═══ Given records
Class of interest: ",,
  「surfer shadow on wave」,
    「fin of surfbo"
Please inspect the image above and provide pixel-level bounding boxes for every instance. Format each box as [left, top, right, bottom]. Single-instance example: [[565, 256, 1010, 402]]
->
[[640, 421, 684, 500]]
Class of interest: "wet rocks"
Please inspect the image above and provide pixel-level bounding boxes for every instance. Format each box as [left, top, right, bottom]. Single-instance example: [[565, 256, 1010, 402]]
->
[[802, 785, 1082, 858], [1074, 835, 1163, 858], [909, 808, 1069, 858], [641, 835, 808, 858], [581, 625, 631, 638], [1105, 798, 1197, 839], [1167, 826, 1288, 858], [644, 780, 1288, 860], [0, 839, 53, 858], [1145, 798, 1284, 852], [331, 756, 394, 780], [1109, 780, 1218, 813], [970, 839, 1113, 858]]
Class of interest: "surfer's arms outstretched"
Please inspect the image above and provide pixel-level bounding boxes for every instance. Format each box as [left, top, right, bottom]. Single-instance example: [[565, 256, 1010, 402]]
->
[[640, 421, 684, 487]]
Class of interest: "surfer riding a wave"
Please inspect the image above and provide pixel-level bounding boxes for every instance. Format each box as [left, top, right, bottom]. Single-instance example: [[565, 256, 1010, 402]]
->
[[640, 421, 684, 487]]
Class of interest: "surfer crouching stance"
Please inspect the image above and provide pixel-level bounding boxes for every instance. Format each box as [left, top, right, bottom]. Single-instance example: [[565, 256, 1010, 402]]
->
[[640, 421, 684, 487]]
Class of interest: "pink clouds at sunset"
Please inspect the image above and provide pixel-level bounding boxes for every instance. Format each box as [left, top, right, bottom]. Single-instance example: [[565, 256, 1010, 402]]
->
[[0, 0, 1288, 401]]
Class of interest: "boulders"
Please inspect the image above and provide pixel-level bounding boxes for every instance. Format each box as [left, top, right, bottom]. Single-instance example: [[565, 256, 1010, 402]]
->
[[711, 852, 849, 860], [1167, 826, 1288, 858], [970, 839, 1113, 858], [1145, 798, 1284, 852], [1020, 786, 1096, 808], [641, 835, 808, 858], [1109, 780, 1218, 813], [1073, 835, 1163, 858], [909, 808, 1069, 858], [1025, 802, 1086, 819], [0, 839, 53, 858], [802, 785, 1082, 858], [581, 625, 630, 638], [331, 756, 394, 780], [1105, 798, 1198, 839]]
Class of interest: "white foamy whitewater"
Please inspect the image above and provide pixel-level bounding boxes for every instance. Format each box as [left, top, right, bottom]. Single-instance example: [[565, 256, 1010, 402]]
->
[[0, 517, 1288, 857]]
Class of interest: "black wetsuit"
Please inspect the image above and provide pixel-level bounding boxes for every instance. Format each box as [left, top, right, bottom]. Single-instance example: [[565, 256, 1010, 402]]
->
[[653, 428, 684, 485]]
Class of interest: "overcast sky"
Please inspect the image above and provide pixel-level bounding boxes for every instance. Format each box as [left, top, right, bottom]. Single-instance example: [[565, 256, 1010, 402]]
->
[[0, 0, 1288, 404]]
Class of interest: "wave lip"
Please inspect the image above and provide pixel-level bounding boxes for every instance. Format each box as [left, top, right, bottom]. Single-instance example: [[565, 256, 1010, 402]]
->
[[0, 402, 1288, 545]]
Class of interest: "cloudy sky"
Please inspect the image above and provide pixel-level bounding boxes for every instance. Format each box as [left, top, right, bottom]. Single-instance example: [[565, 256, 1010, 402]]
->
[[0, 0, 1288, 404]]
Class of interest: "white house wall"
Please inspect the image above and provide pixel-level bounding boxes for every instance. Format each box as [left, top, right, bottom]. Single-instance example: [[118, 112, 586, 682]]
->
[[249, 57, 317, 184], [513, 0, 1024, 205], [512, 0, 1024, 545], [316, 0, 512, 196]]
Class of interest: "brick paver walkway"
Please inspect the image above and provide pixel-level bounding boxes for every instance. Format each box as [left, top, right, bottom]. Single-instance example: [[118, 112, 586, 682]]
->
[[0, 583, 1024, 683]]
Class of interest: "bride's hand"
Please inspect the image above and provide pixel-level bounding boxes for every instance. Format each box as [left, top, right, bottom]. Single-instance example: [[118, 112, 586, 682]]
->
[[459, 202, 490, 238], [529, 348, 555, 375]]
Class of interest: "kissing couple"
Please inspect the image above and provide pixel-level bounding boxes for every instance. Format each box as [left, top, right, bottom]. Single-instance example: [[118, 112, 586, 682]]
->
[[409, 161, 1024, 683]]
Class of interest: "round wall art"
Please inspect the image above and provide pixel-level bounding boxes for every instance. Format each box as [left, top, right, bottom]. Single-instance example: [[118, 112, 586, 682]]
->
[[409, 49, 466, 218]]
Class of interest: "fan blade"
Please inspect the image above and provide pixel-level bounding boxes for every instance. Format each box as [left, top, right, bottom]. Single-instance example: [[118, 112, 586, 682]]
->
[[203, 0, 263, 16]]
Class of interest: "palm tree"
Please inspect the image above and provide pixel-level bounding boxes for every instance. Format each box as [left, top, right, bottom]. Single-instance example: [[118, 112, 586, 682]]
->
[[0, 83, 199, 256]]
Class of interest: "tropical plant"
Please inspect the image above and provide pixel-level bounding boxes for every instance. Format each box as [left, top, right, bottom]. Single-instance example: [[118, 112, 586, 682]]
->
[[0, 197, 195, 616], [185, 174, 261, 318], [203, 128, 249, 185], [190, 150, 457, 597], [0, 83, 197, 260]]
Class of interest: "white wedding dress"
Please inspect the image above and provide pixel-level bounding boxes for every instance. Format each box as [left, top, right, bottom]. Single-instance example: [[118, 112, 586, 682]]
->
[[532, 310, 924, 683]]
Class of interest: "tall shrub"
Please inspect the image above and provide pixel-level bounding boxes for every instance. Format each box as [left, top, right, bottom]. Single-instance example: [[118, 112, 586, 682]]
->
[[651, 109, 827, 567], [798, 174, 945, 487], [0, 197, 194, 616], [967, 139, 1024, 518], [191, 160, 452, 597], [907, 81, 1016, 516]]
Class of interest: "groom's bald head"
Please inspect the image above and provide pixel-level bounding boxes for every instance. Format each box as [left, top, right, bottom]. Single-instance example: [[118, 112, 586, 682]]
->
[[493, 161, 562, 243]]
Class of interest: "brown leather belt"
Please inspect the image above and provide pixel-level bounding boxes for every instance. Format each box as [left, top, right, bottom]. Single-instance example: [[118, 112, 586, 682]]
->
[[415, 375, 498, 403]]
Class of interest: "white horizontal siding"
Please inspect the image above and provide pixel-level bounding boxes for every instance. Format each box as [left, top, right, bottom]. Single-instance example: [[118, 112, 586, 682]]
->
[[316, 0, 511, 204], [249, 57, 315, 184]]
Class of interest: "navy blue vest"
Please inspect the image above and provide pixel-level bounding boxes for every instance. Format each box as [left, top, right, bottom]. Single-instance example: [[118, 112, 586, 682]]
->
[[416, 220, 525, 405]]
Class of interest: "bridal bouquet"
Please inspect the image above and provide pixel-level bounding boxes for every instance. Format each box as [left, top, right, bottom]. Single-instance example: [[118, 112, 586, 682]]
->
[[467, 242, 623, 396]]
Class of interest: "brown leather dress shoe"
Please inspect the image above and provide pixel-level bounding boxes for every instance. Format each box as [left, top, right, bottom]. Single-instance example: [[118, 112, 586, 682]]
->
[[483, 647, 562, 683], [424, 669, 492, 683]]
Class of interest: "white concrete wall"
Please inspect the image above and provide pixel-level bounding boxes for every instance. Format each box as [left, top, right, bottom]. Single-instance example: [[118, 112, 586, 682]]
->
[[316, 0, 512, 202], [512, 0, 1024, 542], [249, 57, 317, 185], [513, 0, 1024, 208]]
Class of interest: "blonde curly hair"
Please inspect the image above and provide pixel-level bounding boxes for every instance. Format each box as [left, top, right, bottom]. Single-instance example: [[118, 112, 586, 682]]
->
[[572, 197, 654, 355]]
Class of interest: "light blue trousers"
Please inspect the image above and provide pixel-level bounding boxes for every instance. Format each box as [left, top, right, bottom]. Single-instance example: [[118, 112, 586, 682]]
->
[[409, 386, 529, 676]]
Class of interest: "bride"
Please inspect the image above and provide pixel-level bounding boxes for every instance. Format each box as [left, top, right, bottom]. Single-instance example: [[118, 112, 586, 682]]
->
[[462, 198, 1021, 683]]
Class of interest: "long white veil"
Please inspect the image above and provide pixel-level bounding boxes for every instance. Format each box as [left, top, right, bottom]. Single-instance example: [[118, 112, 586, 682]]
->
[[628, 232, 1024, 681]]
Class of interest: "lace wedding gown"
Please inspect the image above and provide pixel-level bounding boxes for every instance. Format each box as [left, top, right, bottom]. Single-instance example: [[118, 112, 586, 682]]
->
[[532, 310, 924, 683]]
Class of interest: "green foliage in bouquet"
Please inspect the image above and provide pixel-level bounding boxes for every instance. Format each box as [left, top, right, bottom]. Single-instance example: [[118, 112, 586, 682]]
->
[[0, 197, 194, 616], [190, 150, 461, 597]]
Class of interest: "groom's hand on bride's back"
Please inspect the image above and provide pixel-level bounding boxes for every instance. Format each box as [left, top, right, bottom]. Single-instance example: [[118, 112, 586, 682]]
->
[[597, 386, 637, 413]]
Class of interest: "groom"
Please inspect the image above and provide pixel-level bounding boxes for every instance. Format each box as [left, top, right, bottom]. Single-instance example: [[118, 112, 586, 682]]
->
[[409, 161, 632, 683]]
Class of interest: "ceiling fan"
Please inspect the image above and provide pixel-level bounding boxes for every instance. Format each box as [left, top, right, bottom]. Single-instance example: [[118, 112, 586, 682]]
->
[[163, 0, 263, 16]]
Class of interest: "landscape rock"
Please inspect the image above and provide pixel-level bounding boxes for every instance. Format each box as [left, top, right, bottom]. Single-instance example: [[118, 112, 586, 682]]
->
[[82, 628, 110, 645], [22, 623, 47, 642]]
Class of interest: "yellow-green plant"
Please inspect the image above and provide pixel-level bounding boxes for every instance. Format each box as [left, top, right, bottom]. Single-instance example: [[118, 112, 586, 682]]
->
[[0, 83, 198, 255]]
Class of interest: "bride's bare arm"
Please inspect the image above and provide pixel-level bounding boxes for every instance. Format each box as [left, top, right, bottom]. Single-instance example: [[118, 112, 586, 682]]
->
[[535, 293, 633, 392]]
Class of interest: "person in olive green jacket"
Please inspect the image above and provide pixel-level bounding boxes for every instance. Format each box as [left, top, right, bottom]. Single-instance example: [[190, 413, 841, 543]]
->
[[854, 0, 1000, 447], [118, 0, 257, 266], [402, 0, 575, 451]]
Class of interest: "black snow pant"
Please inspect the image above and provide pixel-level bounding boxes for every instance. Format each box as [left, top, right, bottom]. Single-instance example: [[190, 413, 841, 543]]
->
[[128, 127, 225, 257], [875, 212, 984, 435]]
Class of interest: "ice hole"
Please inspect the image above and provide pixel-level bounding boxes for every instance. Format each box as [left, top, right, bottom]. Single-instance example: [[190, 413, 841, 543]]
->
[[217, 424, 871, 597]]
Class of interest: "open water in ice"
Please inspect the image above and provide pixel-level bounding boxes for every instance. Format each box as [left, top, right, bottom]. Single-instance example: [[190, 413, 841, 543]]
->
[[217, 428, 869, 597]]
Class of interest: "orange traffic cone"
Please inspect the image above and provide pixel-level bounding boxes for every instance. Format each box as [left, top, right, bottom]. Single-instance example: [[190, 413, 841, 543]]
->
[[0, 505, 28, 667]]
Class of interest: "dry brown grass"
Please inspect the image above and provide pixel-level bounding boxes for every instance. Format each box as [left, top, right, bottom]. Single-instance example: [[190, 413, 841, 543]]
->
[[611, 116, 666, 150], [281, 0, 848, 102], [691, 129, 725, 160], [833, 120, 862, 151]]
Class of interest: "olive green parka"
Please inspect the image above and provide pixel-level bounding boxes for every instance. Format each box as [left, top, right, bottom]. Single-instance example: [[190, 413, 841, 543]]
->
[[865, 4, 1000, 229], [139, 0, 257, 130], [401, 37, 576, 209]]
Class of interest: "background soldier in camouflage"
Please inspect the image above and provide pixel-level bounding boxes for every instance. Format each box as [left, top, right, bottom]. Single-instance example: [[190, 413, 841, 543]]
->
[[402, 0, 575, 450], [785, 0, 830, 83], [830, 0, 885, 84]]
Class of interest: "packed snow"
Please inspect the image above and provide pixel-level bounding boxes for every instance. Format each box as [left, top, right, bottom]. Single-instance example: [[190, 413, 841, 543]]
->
══════
Swap "traffic cone" for "safety cone" in the lines from the line with "in olive green" to the line with "[[0, 505, 28, 667]]", and give back only those lines, with nothing else changed.

Class of interest: "person in olive green jacket"
Please inspect the image above and provide pixel-level bounding boxes for every instance. Format each box as [left, top, right, bottom]. Single-instance example: [[190, 413, 841, 543]]
->
[[854, 0, 1000, 447], [118, 0, 257, 266], [402, 0, 575, 451]]
Class of interest: "black snow pant"
Please inspect the image above and provide pixel-level bounding boxes for every instance. Format each box as [left, top, right, bottom]. Single-instance example: [[190, 413, 841, 543]]
->
[[128, 127, 225, 257], [875, 212, 984, 435]]
Class of interest: "ice hole"
Please inspect the image above and provide pixel-level bounding boxes for every instance. Format each box as [left, top, right, bottom]. Single-instance example: [[190, 413, 841, 543]]
->
[[217, 424, 871, 597]]
Class of interest: "open water in ice"
Please inspect the image above and provide pixel-level bounding boxes for every instance. Format each box as [left, top, right, bottom]. Single-instance example: [[190, 413, 841, 543]]
->
[[217, 428, 869, 597]]
Class of interest: "orange safety cone"
Please inspect the image above and provide pixel-level bounding boxes for every instance. Format each box as [left, top, right, bottom]. Single-instance example: [[190, 413, 841, 543]]
->
[[0, 505, 28, 667]]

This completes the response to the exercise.